● Task instructions
Please copy all of the entries exactly, but drop every picture.
════════════════
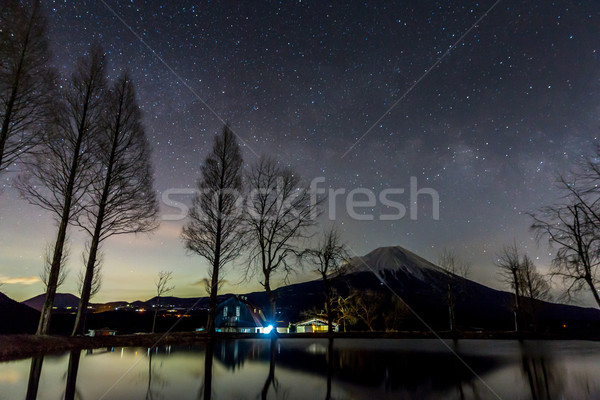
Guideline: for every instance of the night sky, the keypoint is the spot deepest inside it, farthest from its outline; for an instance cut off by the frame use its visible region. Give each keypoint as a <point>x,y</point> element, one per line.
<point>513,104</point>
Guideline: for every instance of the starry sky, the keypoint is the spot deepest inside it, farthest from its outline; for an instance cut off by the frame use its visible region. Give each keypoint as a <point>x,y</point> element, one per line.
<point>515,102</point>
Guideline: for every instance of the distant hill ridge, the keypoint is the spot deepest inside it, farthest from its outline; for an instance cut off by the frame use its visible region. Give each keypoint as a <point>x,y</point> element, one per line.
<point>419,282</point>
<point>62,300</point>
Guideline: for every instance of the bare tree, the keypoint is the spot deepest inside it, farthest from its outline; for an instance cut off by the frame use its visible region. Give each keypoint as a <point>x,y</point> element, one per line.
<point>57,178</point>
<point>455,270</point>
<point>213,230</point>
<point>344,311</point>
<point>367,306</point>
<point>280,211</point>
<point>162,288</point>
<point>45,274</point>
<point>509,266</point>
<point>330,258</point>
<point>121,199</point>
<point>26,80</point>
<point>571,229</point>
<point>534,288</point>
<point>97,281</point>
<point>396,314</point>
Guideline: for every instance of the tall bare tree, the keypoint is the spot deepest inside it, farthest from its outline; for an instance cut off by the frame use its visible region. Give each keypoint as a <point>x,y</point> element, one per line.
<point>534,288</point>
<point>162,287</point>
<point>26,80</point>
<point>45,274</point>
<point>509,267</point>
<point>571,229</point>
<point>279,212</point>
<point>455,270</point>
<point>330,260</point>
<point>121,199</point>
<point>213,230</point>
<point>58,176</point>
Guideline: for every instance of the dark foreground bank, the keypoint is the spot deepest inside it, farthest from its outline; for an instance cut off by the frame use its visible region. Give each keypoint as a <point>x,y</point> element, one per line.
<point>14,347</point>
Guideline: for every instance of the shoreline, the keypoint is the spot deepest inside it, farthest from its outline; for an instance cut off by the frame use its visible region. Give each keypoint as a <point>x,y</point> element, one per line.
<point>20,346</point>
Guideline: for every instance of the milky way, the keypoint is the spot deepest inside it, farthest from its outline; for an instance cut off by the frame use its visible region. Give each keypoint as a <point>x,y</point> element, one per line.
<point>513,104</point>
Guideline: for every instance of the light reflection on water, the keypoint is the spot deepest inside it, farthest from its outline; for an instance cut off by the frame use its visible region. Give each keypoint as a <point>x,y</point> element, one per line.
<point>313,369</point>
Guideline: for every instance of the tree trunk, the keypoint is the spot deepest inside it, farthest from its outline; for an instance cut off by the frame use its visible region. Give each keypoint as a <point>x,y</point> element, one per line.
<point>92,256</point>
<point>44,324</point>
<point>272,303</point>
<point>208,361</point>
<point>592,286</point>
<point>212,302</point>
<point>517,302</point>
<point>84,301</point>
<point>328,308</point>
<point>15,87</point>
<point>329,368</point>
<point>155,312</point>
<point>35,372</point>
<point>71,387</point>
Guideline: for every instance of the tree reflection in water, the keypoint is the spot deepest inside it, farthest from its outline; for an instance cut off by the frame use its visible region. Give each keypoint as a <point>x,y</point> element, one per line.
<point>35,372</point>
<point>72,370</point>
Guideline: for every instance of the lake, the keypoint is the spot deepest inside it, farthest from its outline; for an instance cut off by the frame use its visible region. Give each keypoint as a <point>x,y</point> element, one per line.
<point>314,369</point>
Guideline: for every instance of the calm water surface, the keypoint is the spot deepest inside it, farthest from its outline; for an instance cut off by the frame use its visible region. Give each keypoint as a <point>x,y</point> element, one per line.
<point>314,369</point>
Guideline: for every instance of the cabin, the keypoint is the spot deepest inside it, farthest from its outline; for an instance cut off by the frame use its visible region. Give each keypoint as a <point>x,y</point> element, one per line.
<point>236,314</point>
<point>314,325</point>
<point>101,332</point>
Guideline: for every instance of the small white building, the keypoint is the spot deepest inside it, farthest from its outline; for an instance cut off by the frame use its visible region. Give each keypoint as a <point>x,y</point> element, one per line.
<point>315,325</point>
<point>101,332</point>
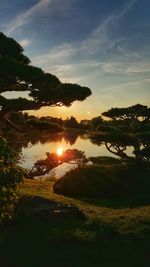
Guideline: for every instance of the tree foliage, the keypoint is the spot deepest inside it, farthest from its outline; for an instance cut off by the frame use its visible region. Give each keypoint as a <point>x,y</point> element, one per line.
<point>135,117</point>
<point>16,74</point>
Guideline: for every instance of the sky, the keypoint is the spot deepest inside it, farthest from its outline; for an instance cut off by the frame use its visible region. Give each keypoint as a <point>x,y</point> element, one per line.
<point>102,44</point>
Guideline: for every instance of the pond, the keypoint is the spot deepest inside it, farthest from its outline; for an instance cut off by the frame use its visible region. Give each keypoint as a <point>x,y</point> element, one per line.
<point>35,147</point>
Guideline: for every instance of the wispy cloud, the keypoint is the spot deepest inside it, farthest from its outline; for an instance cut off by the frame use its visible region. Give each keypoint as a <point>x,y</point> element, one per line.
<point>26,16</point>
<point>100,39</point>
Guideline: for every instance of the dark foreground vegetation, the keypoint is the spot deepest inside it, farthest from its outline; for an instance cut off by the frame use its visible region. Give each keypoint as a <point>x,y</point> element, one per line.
════════════════
● Finished task
Guideline: for every instance of the night sky, the keypoint is the spot deepest inside it, farthest from its outline; for an instance cut off by the frame use its visible region. Give each keypoint as a <point>x,y</point> element, one per line.
<point>513,104</point>
Guideline: for every instance of the starry sky, the keypoint is the spot deepest inside it, farthest from its outline; for an instance cut off by the frame use its visible region. Give each keypoint as a <point>x,y</point> element, one per line.
<point>515,102</point>
Guideline: for every instance of the distant hill ridge, the keypoint is the spot deepest inside it, farthest from its outline; for an instance cut off by the frame use its visible region. Give each keypoint as a <point>x,y</point> element, one per line.
<point>419,282</point>
<point>62,300</point>
Guideline: for every instance of the bare tree, the keypoint is the spot deepest inside it, farthest from its outline; for an instance cut off by the frame use its visible region. Give each keypoint as a <point>x,y</point> element, one per line.
<point>57,178</point>
<point>455,270</point>
<point>213,230</point>
<point>344,311</point>
<point>367,306</point>
<point>280,211</point>
<point>162,288</point>
<point>45,274</point>
<point>509,266</point>
<point>330,258</point>
<point>121,199</point>
<point>26,80</point>
<point>571,229</point>
<point>534,288</point>
<point>97,281</point>
<point>396,314</point>
Guideline: for every instance of the tall bare tree, the keypoint is the spot deepest inside it, farthest from its outline; for an instance cut off by the frame use its visible region. Give each keypoint as a <point>x,y</point> element, one per line.
<point>534,288</point>
<point>162,287</point>
<point>26,80</point>
<point>45,274</point>
<point>509,267</point>
<point>571,229</point>
<point>279,212</point>
<point>455,270</point>
<point>330,260</point>
<point>121,199</point>
<point>213,230</point>
<point>58,176</point>
Guideline: for every instance of the dark foreground bank, the keypoint is the spot deepest inside it, farthest from its outline; for an instance cut off by the frame use its visible region. Give each keypoint as a <point>x,y</point> element, one per line.
<point>14,347</point>
Guideline: for every instance of the shoreline, the keypoint is the spot deepest inside it, farthest from its outline; for an instance cut off by the frame use its visible region. Give each keypoint as a <point>x,y</point> element, one per line.
<point>20,346</point>
Guideline: for every instance of the milky way, the keypoint is the spot deepest inside it, farthest from its outline; for an instance cut off by the frame use its visible region. Give each keypoint as a <point>x,y</point> element, one per line.
<point>513,104</point>
Guideline: for every instance of the light reflection on water, the keypoint is the spot deepest inside it, farthest from its outline; for an instance cut off by the frame use its visible region. Give each keypoint as a <point>x,y</point> element, one per line.
<point>313,369</point>
Guideline: for every instance of the tree trunk, the keypoint is the spot deepest inside it, farthest from its outline; for an instance cut off by the frame use its visible region. Give each keypoint as a <point>x,y</point> element, one per line.
<point>92,256</point>
<point>44,324</point>
<point>272,303</point>
<point>208,361</point>
<point>592,286</point>
<point>212,302</point>
<point>517,302</point>
<point>84,301</point>
<point>328,308</point>
<point>15,87</point>
<point>329,368</point>
<point>155,312</point>
<point>35,372</point>
<point>71,387</point>
Guideline: for every instance of the tree reflection in water, the keypoint is the spot deepest inside it, farthest from its outline; for an instance cut off by the frame use its visible region. Give each keypoint as a <point>x,y</point> element, one per line.
<point>35,372</point>
<point>72,370</point>
Guideline: for every instance of the lake, the keypoint is the spot deepest inside it, farthest from its outline; for an instance cut off by the frame use its visible region. Give each keypoint as a <point>x,y</point> element, one per line.
<point>314,369</point>
Guideline: for every instance of the calm water surface, the keypoint is the spot deepest inside it, farthest from its outline; for an instance cut off by the frame use its visible region. Give each keypoint as a <point>x,y</point> element, one per line.
<point>314,369</point>
Guideline: for every instance of the cabin, the keypoint is the spot deepest inside it, farthest from its outline; for an instance cut off by the frame use its visible region. Give each keypoint as a <point>x,y</point> element, one per line.
<point>236,314</point>
<point>314,325</point>
<point>101,332</point>
Guideline: for every instance of the small white building, the keypoint is the spot deepest inside it, farthest from its outline; for an instance cut off by the frame use its visible region. Give each keypoint as a <point>x,y</point> element, one per line.
<point>315,325</point>
<point>101,332</point>
Guideline: for every instance of the tree foliage, the keypoint is the spot deepest inside it, farthest from its outline; for an instance cut off by the frame use its visible region. Give each keypoint as a <point>x,y</point> element, one per line.
<point>135,117</point>
<point>16,74</point>
Guideline: for every instance of the sky, the keypoint is the spot deepest inside it, farthest from its outline; for an instance cut off by the frame use its visible region. Give each keypoint as a <point>x,y</point> element, one per line.
<point>102,44</point>
Guideline: for every instance of the pond, the keypoint is the spot deepest inside it, farthest from its outline; for an instance cut off by the frame use its visible region. Give each keypoint as a <point>x,y</point> element, one per line.
<point>35,147</point>
Guideline: for every instance of the wispy cloud, the keypoint is the spot deepest inside it, farthest from its outline; for an instance cut off by the frame use its visible region. Give each keypoint as a <point>x,y</point> element, one per line.
<point>26,16</point>
<point>100,39</point>
Guideline: for every instance of the dark foreground vegetation, the keypoint is the spot deepest inside it, farthest from its outline; for an instance cut off by the frame use its visible region. Give each keypoint as a <point>x,y</point> element, one per line.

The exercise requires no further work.